→ **What you should do**: Could you rewrite all of the records below as a numbered list, leaving out any blank lines?

→ **Excerpts from point annotation data**:
▼▼▼

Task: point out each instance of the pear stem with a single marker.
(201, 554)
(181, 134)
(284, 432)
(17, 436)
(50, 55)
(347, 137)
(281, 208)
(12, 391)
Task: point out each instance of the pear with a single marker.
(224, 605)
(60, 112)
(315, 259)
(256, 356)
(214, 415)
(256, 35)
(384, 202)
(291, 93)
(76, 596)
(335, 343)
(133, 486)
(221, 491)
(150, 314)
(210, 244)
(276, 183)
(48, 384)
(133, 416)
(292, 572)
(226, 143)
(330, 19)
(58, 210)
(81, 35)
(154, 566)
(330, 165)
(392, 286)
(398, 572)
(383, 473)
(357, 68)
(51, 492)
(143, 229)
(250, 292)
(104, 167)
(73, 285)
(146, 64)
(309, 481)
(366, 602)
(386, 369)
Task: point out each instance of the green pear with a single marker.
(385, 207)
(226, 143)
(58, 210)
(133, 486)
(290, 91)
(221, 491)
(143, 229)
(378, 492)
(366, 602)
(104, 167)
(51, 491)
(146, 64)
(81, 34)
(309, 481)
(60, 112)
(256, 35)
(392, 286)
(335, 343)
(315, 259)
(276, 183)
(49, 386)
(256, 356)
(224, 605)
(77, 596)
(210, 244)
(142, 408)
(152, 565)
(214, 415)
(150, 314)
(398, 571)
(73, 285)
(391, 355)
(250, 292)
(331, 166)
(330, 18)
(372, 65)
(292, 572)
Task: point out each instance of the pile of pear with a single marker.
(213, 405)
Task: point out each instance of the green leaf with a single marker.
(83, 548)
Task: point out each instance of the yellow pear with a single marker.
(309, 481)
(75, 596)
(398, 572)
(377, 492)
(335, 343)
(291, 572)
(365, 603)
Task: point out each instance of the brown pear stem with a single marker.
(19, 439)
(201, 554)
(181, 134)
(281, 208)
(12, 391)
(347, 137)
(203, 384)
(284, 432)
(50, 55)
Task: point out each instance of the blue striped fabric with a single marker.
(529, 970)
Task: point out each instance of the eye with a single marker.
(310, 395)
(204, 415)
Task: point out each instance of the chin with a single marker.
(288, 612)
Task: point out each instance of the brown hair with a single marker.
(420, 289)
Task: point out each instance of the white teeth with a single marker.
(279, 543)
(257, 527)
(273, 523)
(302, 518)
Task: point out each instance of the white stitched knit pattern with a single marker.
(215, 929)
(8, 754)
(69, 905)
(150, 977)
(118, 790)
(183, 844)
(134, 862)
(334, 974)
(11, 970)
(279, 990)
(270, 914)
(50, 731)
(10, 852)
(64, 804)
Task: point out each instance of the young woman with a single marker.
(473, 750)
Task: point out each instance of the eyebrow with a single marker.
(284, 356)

▲▲▲

→ **Task output**:
1. Task: point out each instance of the pear stem with a single marker.
2. (201, 554)
3. (181, 134)
4. (284, 432)
5. (17, 436)
6. (50, 55)
7. (347, 137)
8. (281, 208)
9. (12, 391)
10. Task: point out each instance of the pear with a single marker.
11. (224, 605)
12. (60, 112)
13. (315, 259)
14. (256, 356)
15. (214, 415)
16. (256, 35)
17. (384, 202)
18. (291, 93)
19. (76, 596)
20. (335, 343)
21. (133, 486)
22. (221, 491)
23. (150, 314)
24. (210, 244)
25. (276, 183)
26. (48, 384)
27. (133, 416)
28. (292, 572)
29. (226, 143)
30. (330, 19)
31. (58, 210)
32. (81, 35)
33. (154, 566)
34. (330, 165)
35. (392, 286)
36. (398, 572)
37. (383, 473)
38. (357, 68)
39. (51, 492)
40. (143, 229)
41. (250, 292)
42. (104, 167)
43. (73, 285)
44. (146, 64)
45. (309, 481)
46. (366, 602)
47. (386, 369)
48. Task: point out each instance of the green pear with a single marker.
49. (385, 207)
50. (226, 143)
51. (58, 210)
52. (133, 486)
53. (290, 91)
54. (221, 491)
55. (143, 229)
56. (378, 492)
57. (366, 602)
58. (104, 167)
59. (51, 491)
60. (146, 64)
61. (81, 34)
62. (309, 481)
63. (60, 112)
64. (256, 35)
65. (392, 286)
66. (335, 343)
67. (315, 259)
68. (276, 183)
69. (49, 386)
70. (256, 356)
71. (224, 605)
72. (77, 596)
73. (210, 244)
74. (142, 408)
75. (152, 565)
76. (214, 415)
77. (150, 314)
78. (398, 571)
79. (73, 285)
80. (391, 355)
81. (250, 292)
82. (331, 166)
83. (330, 18)
84. (372, 65)
85. (292, 572)
86. Task: point out each instance of the pile of pear with a single marker.
87. (213, 405)
88. Task: point out each instance of the green leaf with a single marker.
89. (83, 548)
90. Task: point out each instance of the yellow pear with a single marker.
91. (309, 481)
92. (75, 596)
93. (398, 572)
94. (377, 492)
95. (335, 343)
96. (291, 572)
97. (365, 603)
98. Task: point out each instance of the brown pear stem with a single marker.
99. (19, 439)
100. (201, 554)
101. (181, 134)
102. (281, 208)
103. (12, 391)
104. (347, 137)
105. (203, 384)
106. (284, 432)
107. (50, 55)
108. Task: point out each instance of the blue striped fabric with a single marker.
109. (529, 970)
110. Task: point out each instance of the eye with a single marker.
111. (310, 395)
112. (204, 415)
113. Task: point out each instance of the chin with a single marker.
114. (288, 612)
115. Task: point out each instance of the brown hair with a single marker.
116. (420, 289)
117. Task: point out each instance of the white teeth with a single marker.
118. (279, 543)
119. (257, 527)
120. (273, 523)
121. (302, 518)
122. Task: point out each instance of the white stitched knit pattern with a single marker.
123. (215, 929)
124. (8, 754)
125. (69, 905)
126. (150, 977)
127. (118, 790)
128. (183, 844)
129. (134, 862)
130. (334, 974)
131. (11, 970)
132. (279, 990)
133. (270, 914)
134. (50, 731)
135. (10, 852)
136. (64, 804)
137. Task: point out each instance of the young woman with a single marker.
138. (473, 750)
139. Task: point out each instance of the eyebrow with a single marker.
140. (284, 356)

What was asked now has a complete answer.